Segment Start: Information shown

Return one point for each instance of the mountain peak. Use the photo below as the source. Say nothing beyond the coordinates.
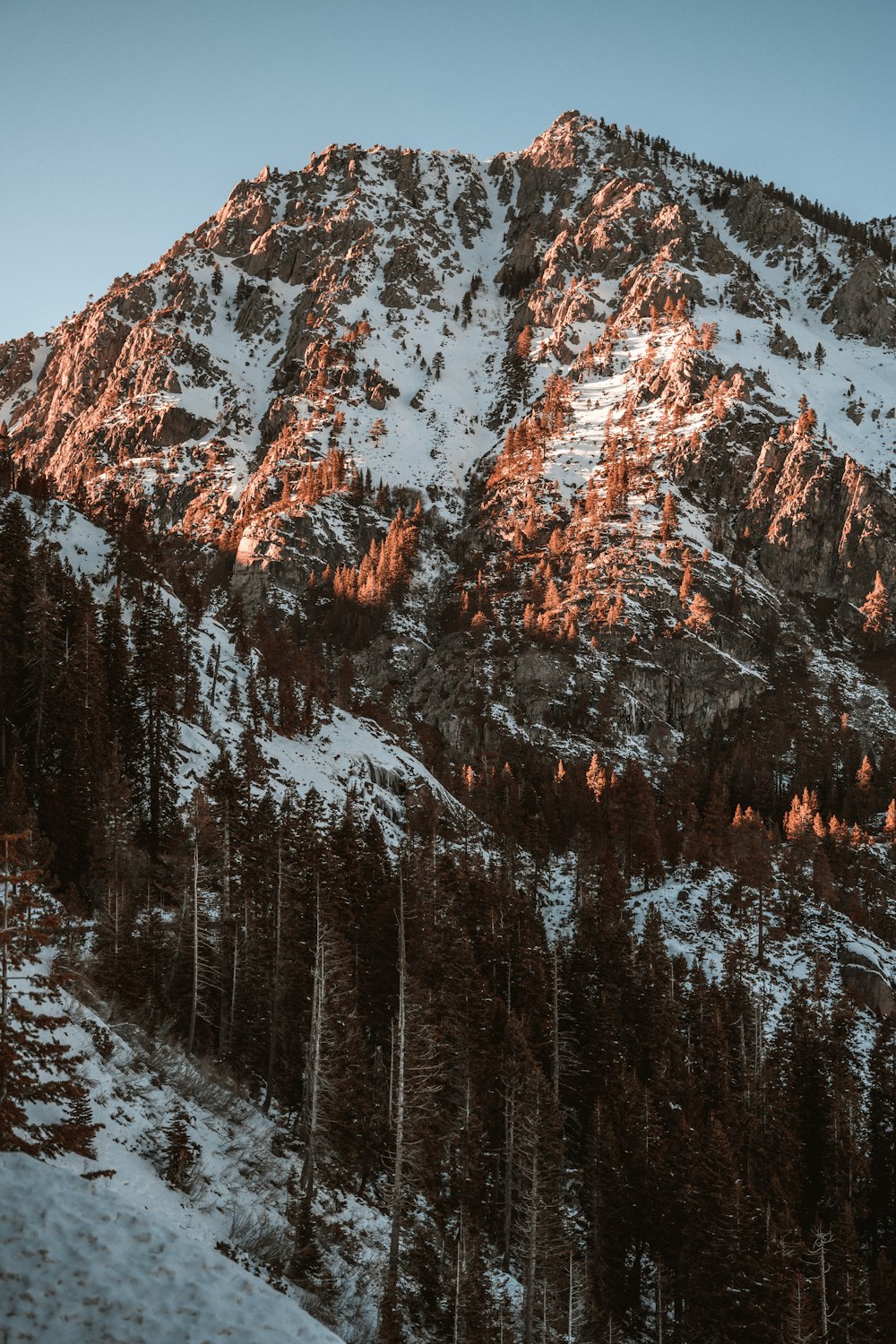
(560, 145)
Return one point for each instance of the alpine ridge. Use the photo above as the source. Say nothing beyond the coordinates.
(447, 683)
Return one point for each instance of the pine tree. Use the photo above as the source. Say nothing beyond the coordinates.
(37, 1066)
(876, 613)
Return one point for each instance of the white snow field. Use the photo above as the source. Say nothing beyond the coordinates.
(81, 1266)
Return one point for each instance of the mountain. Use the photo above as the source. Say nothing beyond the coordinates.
(394, 314)
(487, 566)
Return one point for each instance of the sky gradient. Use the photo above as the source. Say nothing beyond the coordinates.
(126, 125)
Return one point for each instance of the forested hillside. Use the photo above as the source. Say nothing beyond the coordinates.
(446, 695)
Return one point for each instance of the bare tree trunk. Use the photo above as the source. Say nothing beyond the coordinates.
(225, 1021)
(312, 1085)
(274, 995)
(509, 1116)
(555, 1023)
(532, 1252)
(194, 997)
(395, 1236)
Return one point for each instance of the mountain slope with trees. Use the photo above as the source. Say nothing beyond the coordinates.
(447, 685)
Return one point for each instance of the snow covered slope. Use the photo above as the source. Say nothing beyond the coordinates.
(80, 1265)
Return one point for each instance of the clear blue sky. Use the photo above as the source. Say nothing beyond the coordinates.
(125, 124)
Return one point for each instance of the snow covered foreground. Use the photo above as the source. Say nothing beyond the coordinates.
(80, 1266)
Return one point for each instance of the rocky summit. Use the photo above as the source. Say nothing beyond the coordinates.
(607, 383)
(447, 675)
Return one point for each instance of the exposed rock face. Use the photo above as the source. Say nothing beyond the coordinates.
(866, 306)
(538, 349)
(861, 972)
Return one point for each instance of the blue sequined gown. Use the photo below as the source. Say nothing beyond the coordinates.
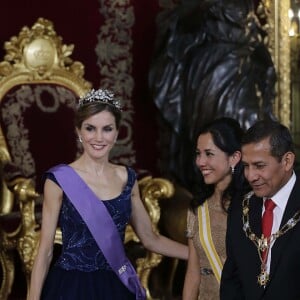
(81, 271)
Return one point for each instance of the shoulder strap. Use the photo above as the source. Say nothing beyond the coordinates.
(95, 215)
(207, 242)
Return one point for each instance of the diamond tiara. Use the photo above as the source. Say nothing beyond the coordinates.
(101, 96)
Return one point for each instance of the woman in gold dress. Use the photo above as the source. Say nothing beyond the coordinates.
(218, 160)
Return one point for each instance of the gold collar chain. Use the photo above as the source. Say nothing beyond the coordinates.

Segment End: Information shown

#### What is required
Copy the entries character for character, excluding any pictures.

#### Reply to the exercise
Return one point for each instance of the mountain peak. Use the photo below as the source. Say nothing beyond the coordinates.
(560, 145)
Return one point for each instance of the alpine ridge. Use the photo above as the source. Say nothing beyond the coordinates.
(447, 683)
Return one point for each instance of the pine tree. Use the photo above as the source. Say nothing beyond the coordinates.
(37, 1066)
(876, 613)
Return one point for each instance of the white snow field. Use the photo above as the source. Say nothing beyond the coordinates.
(81, 1266)
Return one point for each instance of the mountain. Use the photo above as the source. Say nothing beyond the coordinates.
(394, 314)
(487, 566)
Return one point for each instance of the sky gradient. Use the photo above as the source. Say nothing beyond the coordinates.
(126, 125)
Return one point for each instance of the forested hillside. Use the photo above as the source. Say nothing beyond the coordinates.
(446, 695)
Return one point for each instance of the bare tree trunk. Use the photo above as the source. Say nothing beyond the coordinates.
(225, 1021)
(312, 1085)
(274, 995)
(509, 1116)
(555, 1023)
(532, 1252)
(194, 997)
(395, 1236)
Return one point for each instance of the mountain slope with trees. Use the photo above as the source. Say nothing beyond the coordinates.
(447, 685)
Return one point for each instance of the snow covered slope. Use the photo above as the source. Say nothing beyond the coordinates.
(80, 1265)
Return one point for each instance of the clear blue sky. Use the photo above as the source. Say nothing beyond the coordinates.
(125, 124)
Return one point for each instance of the snow covered foreground. Use the photo above as the source. Say nothing beyond the coordinates.
(80, 1266)
Return one point for each instance of the rocky summit. Use the photo above as the source. Say nothing beyond the coordinates.
(607, 383)
(447, 675)
Return one point for each instance of the exposed rock face. Use the photo above as the source. Say nothing beyond the coordinates.
(866, 306)
(538, 349)
(861, 972)
Return one point for each instance of the blue sequined gown. Use the photo below as the source. Say nothing beyond the coordinates.
(81, 271)
Return one point for each instance of the shoulder strap. Use the photo above as the source. Say nothing beyond the coordinates.
(95, 215)
(207, 242)
Return one point for each instance of the diamond tiara. Use the photo above as the source. Say nothing beyond the coordinates.
(101, 96)
Return one point for each instance of the woman in gold dress. Use the photo above as the source. Say nothing beyond the coordinates.
(218, 160)
Return one point for each instance of the gold collar chain. Use the photo above as the source. Say nothing beyond the coordinates.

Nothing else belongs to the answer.